**Entradas fornecidas**
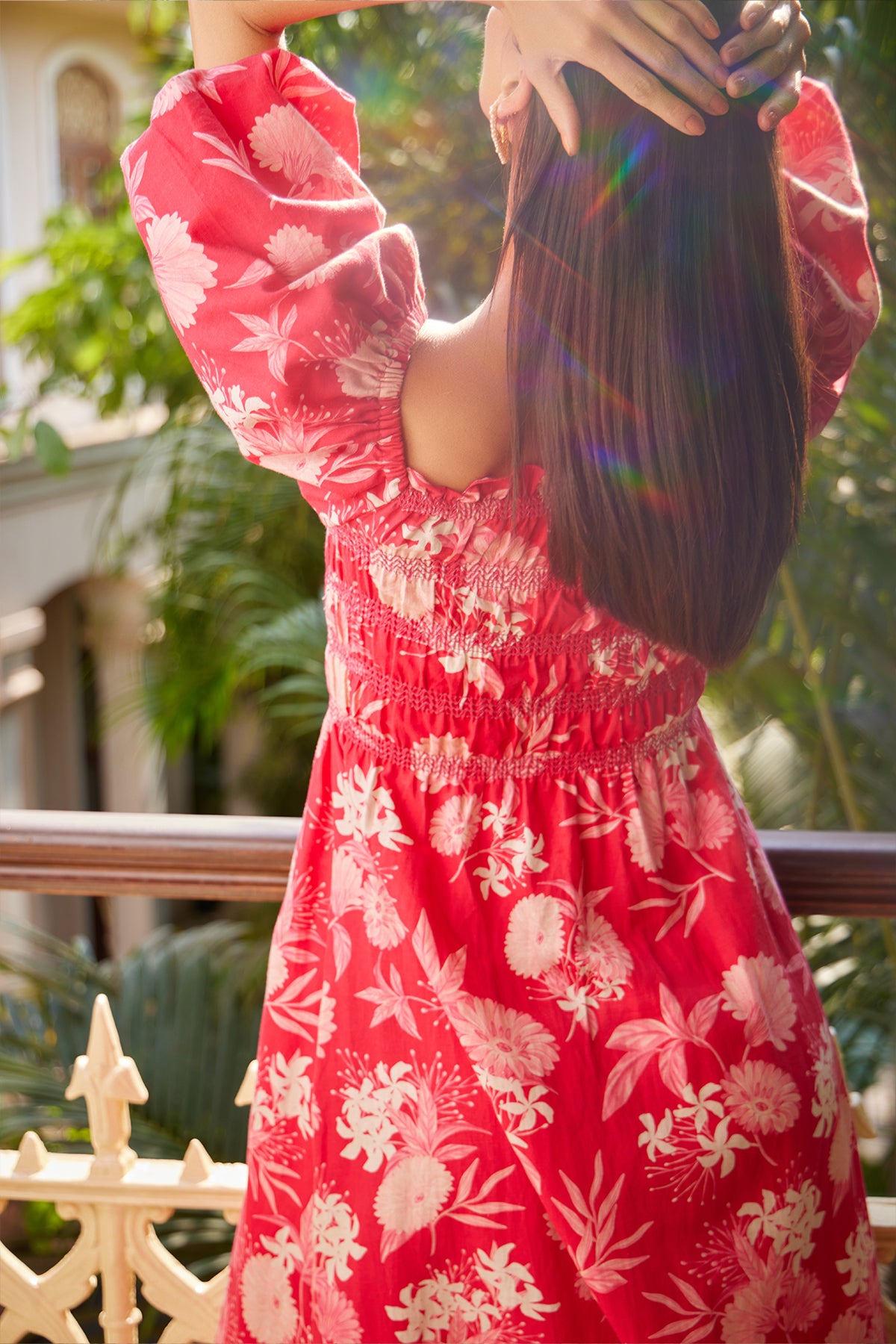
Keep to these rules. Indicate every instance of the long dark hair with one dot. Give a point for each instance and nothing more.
(657, 361)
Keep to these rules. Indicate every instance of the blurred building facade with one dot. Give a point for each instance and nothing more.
(70, 636)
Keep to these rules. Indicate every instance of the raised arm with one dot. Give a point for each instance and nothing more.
(228, 30)
(656, 52)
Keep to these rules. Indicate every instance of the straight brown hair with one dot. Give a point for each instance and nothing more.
(657, 362)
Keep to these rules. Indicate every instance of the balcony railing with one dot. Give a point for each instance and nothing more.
(116, 1195)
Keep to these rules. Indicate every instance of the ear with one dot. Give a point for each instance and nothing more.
(514, 97)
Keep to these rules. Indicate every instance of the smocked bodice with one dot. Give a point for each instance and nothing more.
(453, 648)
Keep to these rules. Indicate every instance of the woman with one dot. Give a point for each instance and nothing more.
(541, 1054)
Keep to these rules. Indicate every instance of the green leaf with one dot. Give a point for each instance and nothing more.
(52, 449)
(16, 437)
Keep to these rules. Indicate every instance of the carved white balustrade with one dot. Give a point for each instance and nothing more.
(116, 1196)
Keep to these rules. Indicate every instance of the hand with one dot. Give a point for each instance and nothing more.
(633, 45)
(778, 31)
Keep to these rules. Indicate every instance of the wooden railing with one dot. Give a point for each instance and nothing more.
(820, 873)
(119, 1196)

**O que fazer**
Converta em CSV de duas colunas, texto e resposta, as entradas que começam na linha com "Keep to these rules. Indicate every instance of the smocked" e seguem até o fim das entradas, incluindo ambas. Cada entrada deve ocupar uma linha, com o texto e a resposta em campos entre aspas e as quebras de linha trocadas por espaços.

**Solução do exercício**
texto,resposta
"Keep to these rules. Indicate every instance of the smocked bodice with one dot. Give a point for each instance and nothing more.","(453, 648)"
"Keep to these rules. Indicate every instance of the woman with one dot. Give a point for each instance and nothing more.","(541, 1054)"
"Keep to these rules. Indicate every instance of the green leaf with one dot. Give a point for each instance and nothing more.","(52, 449) (16, 437)"
"Keep to these rules. Indicate every instance of the carved white balustrade with one dot. Give a point for each instance and nothing more.","(116, 1196)"
"Keep to these rules. Indicate every instance of the hand with one dot. Give a point for each instance and nothing more.","(633, 45) (778, 31)"
"Keep to these rules. Indicate every instance of the wooden railing with one dot. Give a point for each instance and nothing more.","(820, 873) (119, 1196)"